**Assigned task**
Write out all of the data exactly as it appears.

▶

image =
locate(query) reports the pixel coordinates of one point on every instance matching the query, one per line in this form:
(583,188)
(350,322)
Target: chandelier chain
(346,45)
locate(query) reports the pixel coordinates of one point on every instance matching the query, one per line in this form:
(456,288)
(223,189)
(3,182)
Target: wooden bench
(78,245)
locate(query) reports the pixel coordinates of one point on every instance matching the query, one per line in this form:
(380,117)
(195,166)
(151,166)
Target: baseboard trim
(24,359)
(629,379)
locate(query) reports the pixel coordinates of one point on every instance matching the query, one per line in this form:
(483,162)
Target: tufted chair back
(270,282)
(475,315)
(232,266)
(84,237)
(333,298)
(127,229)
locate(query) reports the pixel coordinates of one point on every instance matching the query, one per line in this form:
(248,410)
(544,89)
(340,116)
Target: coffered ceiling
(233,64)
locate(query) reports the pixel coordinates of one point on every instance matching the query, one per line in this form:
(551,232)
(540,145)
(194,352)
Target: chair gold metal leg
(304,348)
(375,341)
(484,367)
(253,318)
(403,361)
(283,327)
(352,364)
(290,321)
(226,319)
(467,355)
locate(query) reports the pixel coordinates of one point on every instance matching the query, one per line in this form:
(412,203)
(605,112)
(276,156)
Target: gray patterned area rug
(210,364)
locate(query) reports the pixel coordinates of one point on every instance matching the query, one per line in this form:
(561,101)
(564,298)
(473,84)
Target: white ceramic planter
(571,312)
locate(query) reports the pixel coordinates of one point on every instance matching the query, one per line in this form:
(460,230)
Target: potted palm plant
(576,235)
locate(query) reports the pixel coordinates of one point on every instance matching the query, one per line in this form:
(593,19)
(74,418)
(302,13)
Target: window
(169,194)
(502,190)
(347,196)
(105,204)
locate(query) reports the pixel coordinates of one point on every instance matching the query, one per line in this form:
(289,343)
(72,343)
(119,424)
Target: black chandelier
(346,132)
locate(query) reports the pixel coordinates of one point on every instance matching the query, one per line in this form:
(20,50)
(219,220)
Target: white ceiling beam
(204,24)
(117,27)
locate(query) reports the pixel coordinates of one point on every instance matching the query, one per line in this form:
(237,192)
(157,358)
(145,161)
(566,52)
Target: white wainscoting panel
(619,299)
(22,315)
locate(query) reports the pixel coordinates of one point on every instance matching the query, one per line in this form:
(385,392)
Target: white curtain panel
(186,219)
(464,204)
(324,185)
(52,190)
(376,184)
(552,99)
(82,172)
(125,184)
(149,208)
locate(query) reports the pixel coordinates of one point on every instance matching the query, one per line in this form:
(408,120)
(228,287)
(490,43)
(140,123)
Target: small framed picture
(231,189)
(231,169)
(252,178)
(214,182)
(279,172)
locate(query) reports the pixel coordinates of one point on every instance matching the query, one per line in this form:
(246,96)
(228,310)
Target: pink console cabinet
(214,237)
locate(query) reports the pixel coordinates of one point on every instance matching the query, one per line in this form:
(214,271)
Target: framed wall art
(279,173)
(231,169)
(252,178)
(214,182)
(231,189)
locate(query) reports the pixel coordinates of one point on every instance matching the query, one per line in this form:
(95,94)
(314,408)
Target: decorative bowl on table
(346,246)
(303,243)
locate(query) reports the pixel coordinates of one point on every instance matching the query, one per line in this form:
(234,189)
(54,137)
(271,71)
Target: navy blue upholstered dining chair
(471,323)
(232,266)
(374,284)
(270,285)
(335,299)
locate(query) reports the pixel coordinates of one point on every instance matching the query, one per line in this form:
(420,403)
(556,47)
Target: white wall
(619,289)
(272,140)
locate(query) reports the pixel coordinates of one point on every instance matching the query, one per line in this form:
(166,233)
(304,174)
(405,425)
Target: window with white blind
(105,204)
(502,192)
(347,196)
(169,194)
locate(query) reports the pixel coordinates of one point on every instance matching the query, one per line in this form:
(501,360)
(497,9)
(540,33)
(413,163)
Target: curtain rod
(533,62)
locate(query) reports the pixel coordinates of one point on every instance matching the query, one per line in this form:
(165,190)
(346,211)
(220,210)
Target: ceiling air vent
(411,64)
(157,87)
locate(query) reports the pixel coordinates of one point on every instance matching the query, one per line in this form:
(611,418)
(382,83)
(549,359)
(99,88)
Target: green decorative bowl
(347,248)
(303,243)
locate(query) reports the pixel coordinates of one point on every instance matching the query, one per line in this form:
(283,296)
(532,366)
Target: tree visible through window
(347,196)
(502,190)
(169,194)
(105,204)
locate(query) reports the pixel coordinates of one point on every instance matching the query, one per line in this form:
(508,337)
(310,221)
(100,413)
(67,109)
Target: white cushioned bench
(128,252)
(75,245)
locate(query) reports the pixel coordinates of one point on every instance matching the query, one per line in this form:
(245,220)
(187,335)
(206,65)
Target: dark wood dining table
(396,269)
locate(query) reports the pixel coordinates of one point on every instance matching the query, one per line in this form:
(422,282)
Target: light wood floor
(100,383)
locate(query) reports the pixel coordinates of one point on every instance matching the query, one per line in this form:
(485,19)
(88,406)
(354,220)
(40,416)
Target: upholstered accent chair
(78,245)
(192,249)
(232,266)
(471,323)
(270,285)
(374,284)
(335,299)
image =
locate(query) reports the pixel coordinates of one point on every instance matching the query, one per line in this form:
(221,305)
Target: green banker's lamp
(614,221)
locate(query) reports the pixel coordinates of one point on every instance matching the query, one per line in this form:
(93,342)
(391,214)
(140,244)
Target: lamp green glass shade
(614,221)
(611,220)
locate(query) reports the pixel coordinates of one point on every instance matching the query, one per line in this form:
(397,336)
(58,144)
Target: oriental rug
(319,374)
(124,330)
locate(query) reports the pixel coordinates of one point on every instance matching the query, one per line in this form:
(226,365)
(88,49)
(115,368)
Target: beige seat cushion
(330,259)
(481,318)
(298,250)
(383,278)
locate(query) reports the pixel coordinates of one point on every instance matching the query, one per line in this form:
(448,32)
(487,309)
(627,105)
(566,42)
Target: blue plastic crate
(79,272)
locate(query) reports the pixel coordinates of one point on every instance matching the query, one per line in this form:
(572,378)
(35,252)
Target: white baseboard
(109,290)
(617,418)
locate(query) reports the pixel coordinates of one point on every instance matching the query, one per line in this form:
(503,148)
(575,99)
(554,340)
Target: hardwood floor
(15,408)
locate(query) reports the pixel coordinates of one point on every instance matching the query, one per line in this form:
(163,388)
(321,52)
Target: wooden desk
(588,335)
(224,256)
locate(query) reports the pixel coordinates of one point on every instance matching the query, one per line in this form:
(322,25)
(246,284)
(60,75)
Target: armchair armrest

◀

**Expected output**
image =
locate(query) reports the pixel coordinates of one point on every instance matching the query, one per line in this form:
(583,188)
(350,322)
Target: chandelier chain
(346,45)
locate(query) reports the pixel coordinates of one point on every instance matching the query, one per line in this form:
(456,288)
(223,189)
(3,182)
Target: wooden bench
(78,245)
locate(query) reports the pixel coordinates of one point on every instance matching the query, one per line in this form:
(380,117)
(195,166)
(151,166)
Target: baseboard trim
(24,359)
(629,379)
locate(query) reports the pixel coordinates of one point on every instance matching the query, one per line in this form:
(483,162)
Target: tufted chair back
(270,282)
(475,315)
(232,266)
(84,237)
(333,298)
(127,229)
locate(query) reports the pixel coordinates of one point on every instance matching the query, one per line in this form:
(248,410)
(544,89)
(340,116)
Target: coffered ceiling
(233,64)
locate(query) reports the pixel coordinates of one point on every instance matching the query, one per line in this form:
(551,232)
(540,145)
(194,352)
Target: chair gold metal leg
(304,348)
(375,341)
(484,367)
(253,318)
(403,361)
(283,327)
(352,364)
(290,321)
(226,319)
(467,355)
locate(query) reports the pixel coordinates of one point on every instance matching the query, one per line in this form:
(412,203)
(605,112)
(276,156)
Target: gray patterned area rug
(210,364)
locate(query) reports the pixel coordinates of one point on every instance matching the query, one per line in this form:
(561,101)
(564,298)
(473,84)
Target: white ceramic planter
(571,312)
locate(query) reports the pixel coordinates of one point on every instance matching the query, one per line in this form:
(460,230)
Target: potted palm plant
(576,235)
locate(query) reports the pixel coordinates of one point on every instance matching the query, one per line in this form:
(593,19)
(74,418)
(302,13)
Target: window
(169,194)
(502,190)
(347,196)
(105,204)
locate(query) reports the pixel coordinates of one point on every instance matching the query, one per line in this form:
(289,343)
(72,343)
(119,424)
Target: black chandelier
(346,132)
locate(query) reports the pixel coordinates of one point on every instance matching the query, one per line in this form:
(20,50)
(219,220)
Target: white ceiling beam
(204,24)
(117,27)
locate(query) reports the pixel coordinates of one point on every instance matching the query, one per line in this form:
(237,192)
(157,358)
(145,161)
(566,52)
Target: white wainscoting panel
(619,299)
(22,315)
locate(query) reports the pixel coordinates of one point on every instance matching the query, one per line in this form:
(385,392)
Target: white curtain panel
(186,219)
(464,204)
(324,185)
(52,190)
(376,184)
(552,99)
(82,172)
(125,184)
(149,208)
locate(query) reports the pixel coordinates of one point on every instance matching the query, one per line in this form:
(408,120)
(228,287)
(490,43)
(140,123)
Target: small framed picture
(231,189)
(231,169)
(252,178)
(214,182)
(279,172)
locate(query) reports the pixel coordinates of one point on every instance matching the query, one per line in this form:
(246,96)
(228,310)
Target: pink console cabinet
(214,237)
locate(query) reports the pixel coordinates of one point on every instance matching the query, one per line in this form:
(214,271)
Target: framed wall art
(279,173)
(231,169)
(252,178)
(214,182)
(231,189)
locate(query) reports the pixel coordinates of one point on every instance matching the query, one per line in this form:
(95,94)
(314,408)
Target: decorative bowl on table
(346,246)
(303,243)
locate(query) reports the pixel coordinates of one point on every instance matching the query, one per line in this form:
(234,189)
(54,137)
(271,71)
Target: navy blue upholstered dining chair
(471,323)
(232,266)
(374,284)
(270,285)
(335,299)
locate(query) reports the pixel coordinates of one point on every instance matching the query, one per line in this form:
(420,403)
(556,47)
Target: white wall
(619,289)
(272,140)
locate(query) reports the pixel coordinates of one point on every instance matching the query, one per line in this form:
(166,233)
(304,174)
(405,425)
Target: window with white blind
(105,204)
(502,192)
(347,196)
(169,194)
locate(query) reports the pixel coordinates of one point on every instance matching the query, one per line in this form:
(501,360)
(497,9)
(540,33)
(413,163)
Target: curtain rod
(533,62)
locate(query) reports the pixel coordinates of one point on every instance matching the query, one per line in this form:
(165,190)
(346,211)
(220,210)
Target: ceiling air vent
(411,64)
(157,87)
locate(query) reports the pixel coordinates of one point on every instance matching the query, one per line in this form:
(611,418)
(382,83)
(549,359)
(99,88)
Target: green decorative bowl
(347,248)
(303,243)
locate(query) reports the pixel coordinates of one point on every instance matching the query, one per line in this form:
(283,296)
(532,366)
Target: tree visible through window
(347,196)
(502,190)
(169,194)
(105,204)
locate(query) reports the pixel coordinates of one point on every instance matching the query, one per line in this form:
(508,337)
(310,221)
(100,413)
(67,109)
Target: white cushioned bench
(128,252)
(75,245)
locate(query) reports the pixel coordinates of one point on every instance matching the query, one per line in this form:
(245,220)
(187,335)
(206,65)
Target: dark wood dining table
(396,269)
locate(query) reports the pixel coordinates of one point on every instance matching the query, one per line in this form:
(422,282)
Target: light wood floor
(100,383)
locate(query) reports the pixel coordinates of one point on every instance matching the query, one per line in this form:
(485,19)
(88,406)
(354,220)
(40,416)
Target: upholstered accent chair
(78,245)
(192,249)
(232,266)
(471,323)
(270,285)
(374,284)
(335,299)
image =
locate(query) reports the pixel coordinates of one point on every instance matching the query, one per line in this form:
(221,305)
Target: green banker's lamp
(614,221)
locate(query) reports the pixel coordinates of one point on every instance matching the query, one per line in this form:
(93,342)
(391,214)
(140,244)
Target: lamp green glass shade
(614,221)
(611,220)
locate(query) reports the pixel coordinates of one point on every instance matching the query, one per line in this form:
(397,336)
(58,144)
Target: oriental rug
(319,374)
(124,330)
locate(query) reports the pixel coordinates of one point on every instance matching the query, one per line in this form:
(226,365)
(88,49)
(115,368)
Target: beige seat cushion
(330,259)
(481,318)
(298,250)
(383,278)
locate(query) reports the pixel coordinates of one point on every instance matching the query, one per line in this form:
(448,32)
(487,309)
(627,105)
(566,42)
Target: blue plastic crate
(79,272)
locate(query) reports the pixel coordinates of one point on every instance matching the query, one per line in this form:
(572,378)
(35,252)
Target: white baseboard
(109,290)
(617,418)
locate(query) reports the pixel coordinates of one point on every instance matching the query, one per line in this form:
(503,148)
(575,99)
(554,340)
Target: hardwood floor
(15,408)
locate(query) reports the pixel coordinates of one point on every instance matching the query, one per line in this form:
(163,388)
(321,52)
Target: wooden desk
(588,335)
(224,256)
locate(query) reports the pixel coordinates of one point on every instance matching the query, one per line in this form:
(322,25)
(246,284)
(60,75)
Target: armchair armrest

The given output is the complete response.